■ YOUR TASK:
Repeat all of the records verbatim.

■ DATA SUPPLIED:
——————————

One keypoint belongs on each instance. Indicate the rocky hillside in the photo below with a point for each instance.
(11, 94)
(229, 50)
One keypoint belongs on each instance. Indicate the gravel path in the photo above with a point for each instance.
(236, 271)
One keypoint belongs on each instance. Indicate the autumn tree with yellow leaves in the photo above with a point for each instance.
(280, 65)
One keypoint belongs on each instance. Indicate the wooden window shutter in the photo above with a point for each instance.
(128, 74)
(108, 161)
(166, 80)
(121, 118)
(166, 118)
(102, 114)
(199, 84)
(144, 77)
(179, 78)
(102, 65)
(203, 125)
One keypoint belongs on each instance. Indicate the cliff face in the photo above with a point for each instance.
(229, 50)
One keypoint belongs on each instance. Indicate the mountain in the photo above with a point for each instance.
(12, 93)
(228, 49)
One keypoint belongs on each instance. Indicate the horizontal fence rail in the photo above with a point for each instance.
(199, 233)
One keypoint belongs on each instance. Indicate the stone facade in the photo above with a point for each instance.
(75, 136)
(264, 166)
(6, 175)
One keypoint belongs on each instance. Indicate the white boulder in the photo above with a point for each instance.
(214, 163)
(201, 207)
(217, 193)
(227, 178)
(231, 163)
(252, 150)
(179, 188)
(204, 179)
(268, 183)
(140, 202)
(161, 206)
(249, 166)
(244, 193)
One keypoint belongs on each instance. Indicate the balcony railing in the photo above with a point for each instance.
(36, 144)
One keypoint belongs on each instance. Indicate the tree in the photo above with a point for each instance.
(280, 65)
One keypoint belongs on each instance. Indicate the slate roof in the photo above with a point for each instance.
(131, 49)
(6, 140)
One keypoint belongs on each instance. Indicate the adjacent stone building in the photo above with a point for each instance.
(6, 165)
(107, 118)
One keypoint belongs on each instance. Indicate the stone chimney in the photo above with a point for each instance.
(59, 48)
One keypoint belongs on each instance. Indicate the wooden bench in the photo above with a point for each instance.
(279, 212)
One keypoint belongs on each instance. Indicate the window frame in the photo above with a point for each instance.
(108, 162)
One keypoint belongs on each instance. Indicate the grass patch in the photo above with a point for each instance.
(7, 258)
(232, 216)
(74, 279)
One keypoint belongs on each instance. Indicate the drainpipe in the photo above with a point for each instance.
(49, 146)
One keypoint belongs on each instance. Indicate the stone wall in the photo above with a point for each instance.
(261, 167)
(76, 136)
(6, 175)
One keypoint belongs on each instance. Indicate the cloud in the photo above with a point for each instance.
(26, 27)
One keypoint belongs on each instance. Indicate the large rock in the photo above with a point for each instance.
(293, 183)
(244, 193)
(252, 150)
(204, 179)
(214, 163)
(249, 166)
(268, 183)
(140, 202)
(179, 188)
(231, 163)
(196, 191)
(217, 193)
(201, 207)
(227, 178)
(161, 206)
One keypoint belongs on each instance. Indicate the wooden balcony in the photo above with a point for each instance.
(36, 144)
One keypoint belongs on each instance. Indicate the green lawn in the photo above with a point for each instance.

——————————

■ TASK RESPONSE:
One keypoint belongs on each instance. Indicate the rocky hillside in the photo below with a point for each instance.
(11, 94)
(229, 50)
One keypoint belongs on each instance. Indicate the gravel path in the photo above with a point for each instance.
(236, 271)
One keypoint belongs on each instance. Indicate the autumn tree with yellow leaves in the photo above with a point for each instance.
(280, 65)
One keypoint belongs on each instance. Indicate the wooden window shutter in the photo above with a point for each instance.
(128, 74)
(108, 161)
(166, 80)
(121, 118)
(166, 118)
(102, 114)
(199, 84)
(144, 77)
(179, 78)
(102, 65)
(203, 125)
One keypoint belongs on each instance. Indicate the cliff face in the photo above with a point for each instance.
(229, 50)
One keypoint belongs on each instance. Indicate the mountain in the photo above with a point for each instance.
(12, 93)
(228, 49)
One keypoint belongs on each instance. Indicate the horizontal fence rail in the photo above with a point for each instance.
(199, 233)
One keypoint belongs on each instance. Indicate the stone facade in the photo above with a point for each instance.
(75, 136)
(264, 166)
(6, 175)
One keypoint belongs on each instance. Indicate the white boulder in the photo above with a point for each instance.
(214, 163)
(201, 207)
(217, 193)
(227, 178)
(231, 163)
(252, 150)
(179, 188)
(204, 179)
(268, 183)
(140, 202)
(161, 206)
(249, 166)
(244, 193)
One keypoint belongs on each instance. Indicate the balcony railing in the photo above with a point for each instance.
(36, 144)
One keypoint belongs on each instance. Indicate the tree in the photo above with a point for each instance.
(280, 65)
One keypoint belongs on each instance. Indicate the slate roof in the photo above with a point for each instance.
(131, 49)
(6, 140)
One keypoint belongs on each instance. Indicate the adjacent stone building in the photo above with a point for each instance.
(6, 165)
(107, 118)
One keypoint belongs on each instance. Indicate the stone chimney in the photo above with a point for each instance.
(59, 48)
One keypoint belongs on each instance. Indicate the wooden bench in the photo above with a point for each instance.
(279, 212)
One keypoint belongs on each instance. Indicate the window frame in the photo above with a point for each instance.
(108, 162)
One keypoint belongs on each instance. Indicate the grass patch in the photo above with a point for each instance.
(7, 258)
(232, 216)
(74, 279)
One keypoint belongs on each instance. Indicate the drainpipe in the photo above with a point for each instance.
(49, 146)
One keypoint belongs on each instance. Indicate the stone wall in the photo above with a point for each instance.
(261, 167)
(76, 136)
(6, 175)
One keypoint belongs on each instance. Indicate the cloud in the photo above with a point for each instance.
(26, 27)
One keypoint belongs on each instance. Indicate the large rock in the photo above with a point for each instance.
(293, 183)
(244, 193)
(252, 150)
(204, 179)
(214, 163)
(249, 166)
(268, 183)
(140, 202)
(179, 188)
(231, 163)
(196, 191)
(217, 193)
(201, 207)
(227, 178)
(161, 206)
One keypoint belongs on each instance. Indicate the wooden balcony in the photo above with a point for each instance.
(36, 144)
One keypoint belongs on each instance. Indicate the green lawn in the photo above with a point for each instance.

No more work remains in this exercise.